══ PAGE EXCERPT
Storing a memory (remember)
# SDK: cortex.remember("CQRS separates reads from writes.")
curl -X POST https://api.cortexdb.ai/v1/remember \
-H "Authorization: Bearer $CORTEX_API_KEY" \
-H "Content-Type: application/json" \
-d '{
"content": "CQRS separates reads from writes.",
"tenant_id": "my-app"
}'
# Returns: { "event_id": "evt_abc123" }
Retrieving context (recall)
# SDK: result = cortex.recall("What is CQRS?")
# result.context, result.confidence, result.latency_ms
curl -X POST https://api.cortexdb.ai/v1/recall \
-H "Authorization: Bearer $CORTEX_API_KEY" \
-H "Content-Type: application/json" \
-d '{
"query": "What is CQRS?",
"tenant_id": "my-app"
}'
# Returns: { "context": "...", "confidence": 0.91, "latency_ms": 52 }
Generating embeddings (Together AI)
# The provider calls Together AI's embedding endpoint
curl -X POST https://api.together.xyz/v1/embeddings \
-H "Authorization: Bearer $TOGETHER_API_KEY" \
-H "Content-Type: application/json" \
-d '{
"model": "togethercomputer/m2-bert-80M-8k-retrieval",
"input": "What is CQRS?"
}'
# Returns: { "data": [{ "embedding": [0.123, -0.456, ...] }] }
════
══ DATA EXCERPTS
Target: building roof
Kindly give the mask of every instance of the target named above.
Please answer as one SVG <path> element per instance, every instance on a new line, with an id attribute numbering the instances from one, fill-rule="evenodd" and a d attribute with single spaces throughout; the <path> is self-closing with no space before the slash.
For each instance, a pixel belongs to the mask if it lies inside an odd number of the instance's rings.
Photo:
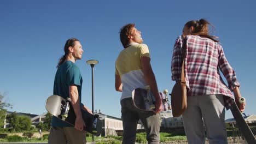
════
══ DATA EXCERPTS
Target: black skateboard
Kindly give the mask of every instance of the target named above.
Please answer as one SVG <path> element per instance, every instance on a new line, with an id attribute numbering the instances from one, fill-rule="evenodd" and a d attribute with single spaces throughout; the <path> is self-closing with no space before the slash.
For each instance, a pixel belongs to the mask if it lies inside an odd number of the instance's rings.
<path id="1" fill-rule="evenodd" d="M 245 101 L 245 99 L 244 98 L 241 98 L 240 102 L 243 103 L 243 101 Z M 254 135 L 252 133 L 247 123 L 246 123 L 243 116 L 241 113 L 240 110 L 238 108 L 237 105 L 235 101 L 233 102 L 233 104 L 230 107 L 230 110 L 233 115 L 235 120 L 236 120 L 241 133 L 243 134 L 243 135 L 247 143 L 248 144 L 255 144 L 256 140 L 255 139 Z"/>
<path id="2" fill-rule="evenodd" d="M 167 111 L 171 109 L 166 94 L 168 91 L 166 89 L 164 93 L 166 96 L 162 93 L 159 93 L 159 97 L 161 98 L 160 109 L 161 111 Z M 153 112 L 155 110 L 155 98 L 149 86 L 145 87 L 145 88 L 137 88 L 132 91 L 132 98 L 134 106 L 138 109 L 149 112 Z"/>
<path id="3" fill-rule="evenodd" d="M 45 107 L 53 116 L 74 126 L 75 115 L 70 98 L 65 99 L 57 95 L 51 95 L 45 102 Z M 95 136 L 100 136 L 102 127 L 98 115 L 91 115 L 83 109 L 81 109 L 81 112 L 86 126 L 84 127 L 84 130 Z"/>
════
══ DATA EXCERPTS
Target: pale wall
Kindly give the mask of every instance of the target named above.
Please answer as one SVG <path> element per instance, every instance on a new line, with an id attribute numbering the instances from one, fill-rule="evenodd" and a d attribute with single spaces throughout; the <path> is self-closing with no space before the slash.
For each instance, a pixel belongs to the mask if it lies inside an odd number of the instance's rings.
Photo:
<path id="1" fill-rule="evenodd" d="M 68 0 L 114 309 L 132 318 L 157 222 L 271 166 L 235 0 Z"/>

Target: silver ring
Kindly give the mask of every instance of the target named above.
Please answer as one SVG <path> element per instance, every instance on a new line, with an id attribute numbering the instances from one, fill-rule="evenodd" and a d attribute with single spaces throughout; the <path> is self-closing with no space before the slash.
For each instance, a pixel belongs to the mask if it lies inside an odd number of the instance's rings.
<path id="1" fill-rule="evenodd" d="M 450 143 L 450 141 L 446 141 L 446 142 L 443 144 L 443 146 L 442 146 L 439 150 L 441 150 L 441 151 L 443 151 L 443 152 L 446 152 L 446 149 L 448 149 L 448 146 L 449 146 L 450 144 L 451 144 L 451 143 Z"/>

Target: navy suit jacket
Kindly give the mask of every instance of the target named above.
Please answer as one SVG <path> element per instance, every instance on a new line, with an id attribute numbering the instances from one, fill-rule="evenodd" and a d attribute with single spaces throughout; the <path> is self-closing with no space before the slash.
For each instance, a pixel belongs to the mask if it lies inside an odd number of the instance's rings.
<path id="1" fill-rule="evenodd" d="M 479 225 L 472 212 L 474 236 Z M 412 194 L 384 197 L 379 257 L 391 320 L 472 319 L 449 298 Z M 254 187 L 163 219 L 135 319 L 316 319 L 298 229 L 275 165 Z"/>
════
• [SHORT EXERCISE 1]:
List every URL that a curl command in the API page excerpt sends its POST request to.
• [SHORT EXERCISE 2]:
Please reproduce verbatim the lines of the records starting at the line that contains "Target: navy suit jacket" and ending at the line that contains "479 225 L 472", with both of those lines included.

• [TASK SOLUTION 1]:
https://api.cortexdb.ai/v1/remember
https://api.cortexdb.ai/v1/recall
https://api.together.xyz/v1/embeddings

• [TASK SOLUTION 2]:
Target: navy suit jacket
Kindly give the mask of every instance of the target named above.
Please answer as one SVG <path> element per instance, every instance on a new line, with an id attribute numbering the instances from one, fill-rule="evenodd" and a d attribute with single spaces throughout; the <path> is self-closing with no space before the slash.
For each instance, a pixel belongs to the mask if it lies inside an odd number of the instance's rings.
<path id="1" fill-rule="evenodd" d="M 479 225 L 472 212 L 474 236 Z M 412 194 L 384 197 L 379 257 L 391 320 L 472 319 L 449 298 Z M 254 187 L 163 219 L 135 319 L 316 319 L 298 229 L 275 165 Z"/>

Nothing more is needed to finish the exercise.